[Saved data entries]

____

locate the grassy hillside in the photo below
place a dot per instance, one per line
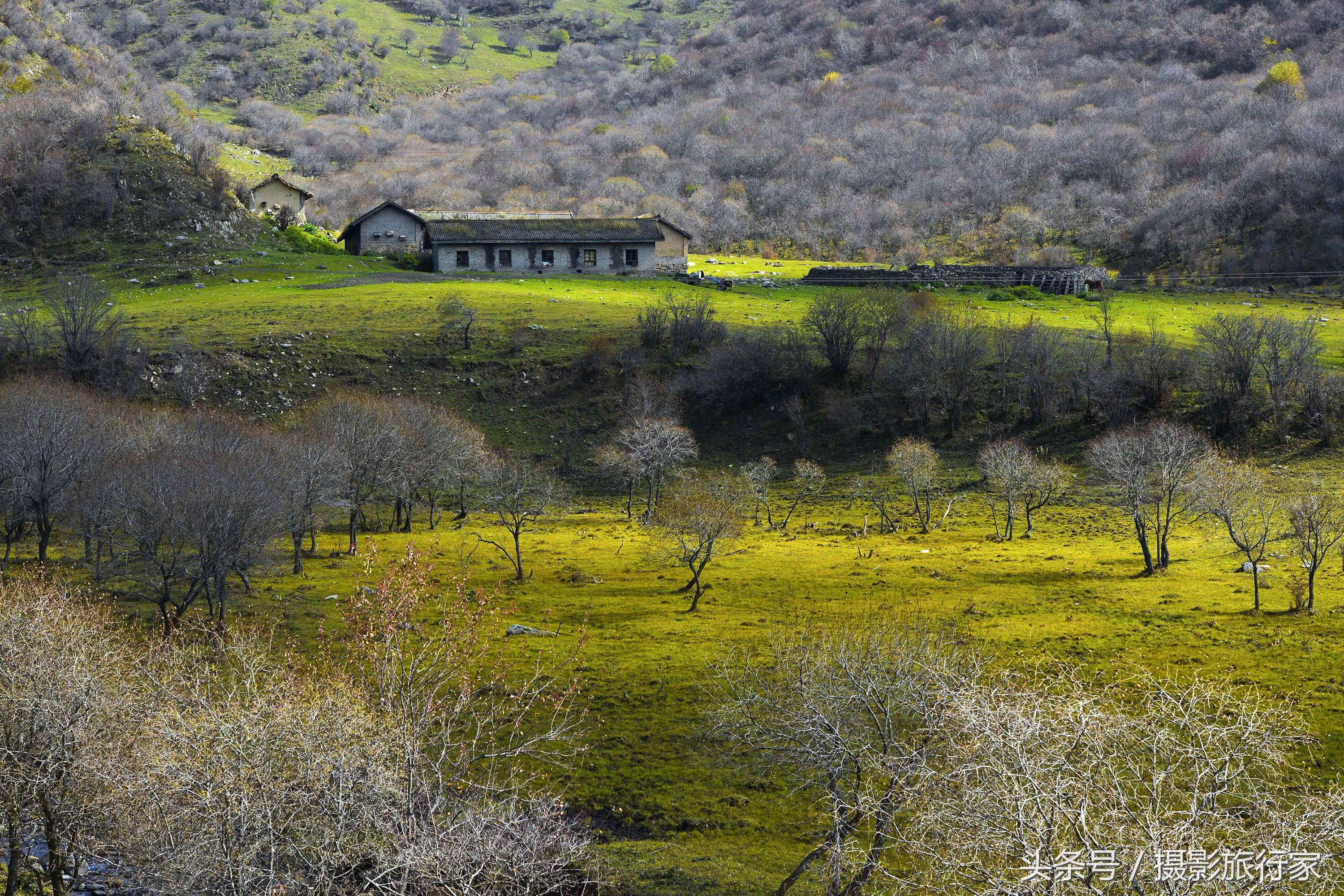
(676, 818)
(672, 816)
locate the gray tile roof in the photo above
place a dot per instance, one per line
(572, 230)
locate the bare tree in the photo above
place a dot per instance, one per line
(366, 448)
(26, 332)
(918, 466)
(619, 466)
(857, 719)
(519, 495)
(836, 320)
(1046, 484)
(65, 704)
(304, 477)
(881, 493)
(760, 476)
(1007, 466)
(701, 517)
(886, 316)
(808, 481)
(658, 448)
(233, 512)
(1150, 470)
(45, 447)
(1289, 353)
(1229, 346)
(1238, 496)
(441, 453)
(14, 516)
(451, 43)
(150, 532)
(1105, 322)
(86, 326)
(1318, 526)
(457, 316)
(951, 351)
(1051, 769)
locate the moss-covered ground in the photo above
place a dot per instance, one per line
(678, 817)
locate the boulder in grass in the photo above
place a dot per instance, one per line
(518, 629)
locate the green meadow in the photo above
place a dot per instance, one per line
(676, 816)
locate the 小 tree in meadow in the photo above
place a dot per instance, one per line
(451, 43)
(1019, 481)
(519, 495)
(695, 523)
(1238, 496)
(658, 448)
(457, 316)
(808, 481)
(1318, 520)
(917, 465)
(1151, 469)
(760, 476)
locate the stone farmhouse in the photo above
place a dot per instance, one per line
(521, 241)
(273, 194)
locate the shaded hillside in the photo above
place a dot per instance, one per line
(90, 166)
(1140, 134)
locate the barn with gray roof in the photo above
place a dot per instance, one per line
(508, 242)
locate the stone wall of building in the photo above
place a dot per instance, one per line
(390, 233)
(565, 258)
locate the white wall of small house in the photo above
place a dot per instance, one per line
(272, 195)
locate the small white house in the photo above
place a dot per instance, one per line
(271, 195)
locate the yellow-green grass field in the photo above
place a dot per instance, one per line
(374, 311)
(690, 821)
(687, 820)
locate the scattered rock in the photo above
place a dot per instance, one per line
(519, 629)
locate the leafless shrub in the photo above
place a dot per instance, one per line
(858, 719)
(1051, 765)
(1318, 526)
(1150, 470)
(656, 449)
(1240, 497)
(66, 706)
(519, 495)
(695, 524)
(808, 481)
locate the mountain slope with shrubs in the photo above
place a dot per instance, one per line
(1195, 136)
(95, 166)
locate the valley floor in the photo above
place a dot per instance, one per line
(676, 814)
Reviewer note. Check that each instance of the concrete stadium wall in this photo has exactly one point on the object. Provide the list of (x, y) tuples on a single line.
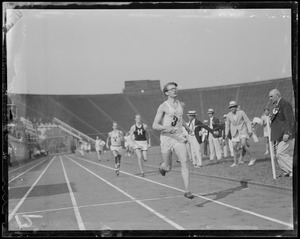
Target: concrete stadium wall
[(94, 114)]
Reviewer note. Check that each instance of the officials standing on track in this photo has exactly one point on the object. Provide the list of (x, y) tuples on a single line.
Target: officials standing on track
[(169, 120), (115, 139), (140, 135), (283, 132), (99, 144), (213, 139), (239, 125), (263, 122), (195, 137)]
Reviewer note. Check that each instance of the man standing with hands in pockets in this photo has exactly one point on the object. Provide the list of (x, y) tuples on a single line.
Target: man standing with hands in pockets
[(282, 132)]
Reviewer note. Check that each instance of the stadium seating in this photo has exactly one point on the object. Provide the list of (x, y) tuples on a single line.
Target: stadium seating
[(93, 114)]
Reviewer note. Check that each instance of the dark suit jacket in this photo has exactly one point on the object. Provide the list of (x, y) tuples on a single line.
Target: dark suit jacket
[(198, 126), (216, 127), (223, 131), (282, 121)]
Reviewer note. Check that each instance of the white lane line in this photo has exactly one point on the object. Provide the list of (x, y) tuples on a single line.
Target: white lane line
[(25, 172), (22, 166), (74, 203), (132, 198), (290, 225), (27, 193), (97, 205)]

____

__EXERCISE AIM__
Copy out the entries verbatim and leave the images out.

__SOLUTION TO THIS PROBLEM__
locate the grassy hillside in the photo below
place a dot per instance, one per line
(676, 818)
(672, 816)
locate the gray tile roof in the photo above
place a dot per instance, one per line
(572, 230)
locate the bare tree in the photo above
place a dot per instance, one per line
(366, 448)
(26, 332)
(918, 466)
(619, 466)
(857, 719)
(519, 495)
(836, 320)
(1046, 484)
(65, 704)
(304, 477)
(881, 493)
(760, 476)
(1007, 466)
(701, 517)
(886, 316)
(808, 481)
(658, 448)
(233, 512)
(1150, 470)
(45, 447)
(1289, 353)
(1229, 346)
(1238, 496)
(441, 453)
(14, 516)
(451, 43)
(150, 532)
(1105, 322)
(86, 326)
(1318, 526)
(457, 316)
(951, 351)
(1051, 769)
locate the moss-covered ground in the photo above
place a dot per instance, one per line
(678, 817)
locate the boulder in grass in the photo above
place a dot per instance, one per line
(518, 629)
locate the green meadow in the photo above
place a dot per instance, one per line
(676, 816)
locate the 小 tree in meadow in the photo above
place a dot per instance, one per line
(451, 43)
(1019, 481)
(519, 495)
(695, 523)
(1238, 496)
(658, 448)
(457, 316)
(808, 481)
(1318, 520)
(917, 465)
(1151, 469)
(760, 476)
locate the stone farmhouse in the photo above
place a dot per instance, one per line
(521, 241)
(273, 194)
locate the shaded hillside in the photo above
place a dot per instance, one per line
(90, 166)
(1140, 134)
locate the barn with gray roof in the photo above
place a dot per instance, one per line
(508, 242)
locate the stone wall of building in the photo above
place a dot per instance, one per line
(390, 233)
(565, 258)
locate the white wall of small house in the photo above
place a dot per instance, one per line
(272, 195)
locate the small white house in the photo above
place a dot per instance, one per line
(271, 195)
locate the yellow-green grass field in the photo above
place a dot per instance, one per line
(374, 311)
(690, 821)
(687, 820)
locate the scattered rock in the photo above
place a dot per instance, one per line
(519, 629)
locate the leafless shrub in the photo above
place a dot per instance, one per line
(858, 719)
(1051, 765)
(1318, 526)
(1150, 470)
(656, 449)
(1240, 497)
(66, 706)
(519, 495)
(695, 524)
(808, 481)
locate the mountain slope with shrubs in the photo above
place a dot per instance, one per line
(1195, 136)
(95, 166)
locate the valley floor in the photo above
place a dot per instance, one per line
(676, 814)
Reviewer note. Check that each instance of the concrete stadium wall in this photo has exactly one point on the object. Provide the list of (x, y) tuples on a single line.
Target: concrete stadium wall
[(94, 114)]
Reviewer note. Check that each instance of the officials standing on track in this photo has exactly one point on the object. Provide the list of (x, y) tuples on a single line.
Target: officials standing on track
[(169, 120), (115, 139), (140, 135), (283, 132), (99, 144), (213, 139), (239, 125), (263, 122), (195, 137)]
Reviewer note. Check that each instance of the man standing with hands in pockets in this photo has exactly one point on the object. Provide the list of (x, y) tuples on a single line.
Target: man standing with hands in pockets
[(282, 132)]
Reviewer note. Check that each instance of the stadium seating in this photo has exactly one point on the object. Provide the list of (x, y) tuples on a single line.
Target: stadium seating
[(93, 114)]
Reviewer note. Check that each instance of the dark suit jacket in this photo has exactly one point on the object. Provide the list of (x, y) tuples on a single line.
Target: dark suit jacket
[(198, 126), (216, 127), (223, 131), (282, 121)]
Reviewer note. Check that each instance of the white lane line in this photo has exactly one point on the object. Provide the list of (x, y) tuples on a single line.
Target: white lane line
[(25, 172), (22, 166), (74, 203), (132, 198), (290, 225), (27, 193), (97, 205)]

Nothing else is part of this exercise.